* _Written request 1_: Please find each line in the listing that contains the word "building" and copy those lines.

* _Selected passage_:

Those and other issues filled Wednesday at the Ronald Reagan Building and International Trade Center in the heart of Washington, D.C., where talk of how best to leverage support for the national parks movement as the National Park Service draws near its centennial in 2016 dominated the talk.

Perhaps the most provocative, if not the most controversial, address of the day was made by Erik Huey, senior vice president of the Entertainment Software Association, which represents the brand-name videogame makers. During a panel discussion on Trends, Priorities, and Values: Gaining Broad Support, Mr. Huey opened his talk by prefacing it with a question -- "Isn't the video game industry the enemy?" -- before pointing out that many of the latest games get participants up off the couch to bowl, play tennis, and dance.

The fact of the matter is, he told the more than 325 participants who showed up for the conference, is "you can play your videogames outdoors and you can play videogames that make you move."

Mr. Huey, saying the parks movement had a wonderful opportunity to collaborate with the gaming industry, pointed out that videogaming was a $25.1 billion industry in 2010.

"We're big, we're pervasive, and we're on the move," he said.

But while the gaming official talked of creating videogames with national park "overlays" that would take the games into the parks, Sally Jewell, the CEO of the outdoor gear retailer REI, made it clear where she saw the gaming industry's role with getting youth outdoors and into the national parks when she rose to moderate a panel on the economic benefits of national parks and their programs.

"We don't want to thrive by selling outdoor videogames," she said, adding that while videogaming might be a $25.1 billion industry, the outdoor industry generates $230 billion in sales a year, "almost ten times the video game industry."

"Yet we are not perceived as an important economic engine," Ms. Jewell lamented.

While that was one of the high points of the day, it was not the only one.

* Interior Secretary Ken Salazar served as a cheerleader of sorts during his short keynote address, pointing out that economic studies have ranked outdoor recreation No. 2 behind only health care in terms of job creation. "The reason we are so relevant," the secretary said, "is because we are a job-creation agency."

* _Written request 2_: According to the national parks article, how much in yearly sales does the outdoor industry generate?

* _Data records_:
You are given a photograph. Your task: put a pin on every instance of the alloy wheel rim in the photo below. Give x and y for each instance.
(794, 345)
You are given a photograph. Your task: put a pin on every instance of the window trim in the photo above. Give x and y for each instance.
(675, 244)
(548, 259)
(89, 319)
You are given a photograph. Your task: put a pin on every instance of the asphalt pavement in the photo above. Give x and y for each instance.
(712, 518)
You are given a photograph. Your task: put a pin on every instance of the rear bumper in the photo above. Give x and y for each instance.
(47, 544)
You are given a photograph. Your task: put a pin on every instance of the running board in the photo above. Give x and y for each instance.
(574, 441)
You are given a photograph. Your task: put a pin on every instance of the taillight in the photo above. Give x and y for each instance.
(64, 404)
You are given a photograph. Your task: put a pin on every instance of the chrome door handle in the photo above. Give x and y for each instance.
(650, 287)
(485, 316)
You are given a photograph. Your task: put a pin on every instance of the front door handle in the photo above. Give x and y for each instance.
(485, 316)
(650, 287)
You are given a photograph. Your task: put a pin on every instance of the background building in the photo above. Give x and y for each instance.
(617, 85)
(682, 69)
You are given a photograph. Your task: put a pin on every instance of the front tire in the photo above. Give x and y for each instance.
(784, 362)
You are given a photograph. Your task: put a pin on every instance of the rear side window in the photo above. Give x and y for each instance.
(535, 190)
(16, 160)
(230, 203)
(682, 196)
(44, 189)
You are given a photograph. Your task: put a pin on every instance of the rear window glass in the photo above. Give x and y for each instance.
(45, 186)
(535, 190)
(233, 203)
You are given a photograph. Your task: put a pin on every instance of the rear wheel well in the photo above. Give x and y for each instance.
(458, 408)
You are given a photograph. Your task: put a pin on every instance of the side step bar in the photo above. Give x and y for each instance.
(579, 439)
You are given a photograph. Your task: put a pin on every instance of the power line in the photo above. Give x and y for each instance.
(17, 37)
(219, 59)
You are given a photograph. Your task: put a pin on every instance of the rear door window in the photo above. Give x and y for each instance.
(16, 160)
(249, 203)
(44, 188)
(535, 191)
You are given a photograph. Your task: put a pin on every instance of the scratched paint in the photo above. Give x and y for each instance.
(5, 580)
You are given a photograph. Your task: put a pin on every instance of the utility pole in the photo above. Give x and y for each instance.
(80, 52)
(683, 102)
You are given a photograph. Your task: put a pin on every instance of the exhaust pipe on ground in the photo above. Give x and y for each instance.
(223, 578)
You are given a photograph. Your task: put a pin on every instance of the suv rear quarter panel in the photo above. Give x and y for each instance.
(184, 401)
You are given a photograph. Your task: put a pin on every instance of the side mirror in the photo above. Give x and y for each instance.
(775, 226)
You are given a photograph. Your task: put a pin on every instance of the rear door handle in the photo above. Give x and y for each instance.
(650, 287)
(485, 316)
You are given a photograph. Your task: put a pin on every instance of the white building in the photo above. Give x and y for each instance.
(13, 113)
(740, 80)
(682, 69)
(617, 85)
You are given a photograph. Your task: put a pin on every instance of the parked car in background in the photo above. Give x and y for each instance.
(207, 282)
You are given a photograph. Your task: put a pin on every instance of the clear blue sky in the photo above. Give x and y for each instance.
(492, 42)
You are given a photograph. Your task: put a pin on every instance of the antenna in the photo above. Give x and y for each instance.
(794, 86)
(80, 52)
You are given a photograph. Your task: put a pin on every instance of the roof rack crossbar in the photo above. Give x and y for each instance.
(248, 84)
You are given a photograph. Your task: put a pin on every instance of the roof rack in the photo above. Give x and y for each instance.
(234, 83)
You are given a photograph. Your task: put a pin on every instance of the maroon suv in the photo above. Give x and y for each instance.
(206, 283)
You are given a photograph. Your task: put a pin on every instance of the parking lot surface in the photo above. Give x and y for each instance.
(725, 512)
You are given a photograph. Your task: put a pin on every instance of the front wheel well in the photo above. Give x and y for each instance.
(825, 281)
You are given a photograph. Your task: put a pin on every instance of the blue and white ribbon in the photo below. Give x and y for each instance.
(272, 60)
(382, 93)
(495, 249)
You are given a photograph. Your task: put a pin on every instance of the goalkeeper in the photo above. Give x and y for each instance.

* _Final result 1_:
You are given a photograph. Your task: put a pin on every instance of the background building in the photo above. Give x and y for each instance.
You are given a photograph. Your task: put a pin on every instance of the white building in the photo above. Give x and y for each instance.

* _Final result 2_: $230 billion a year.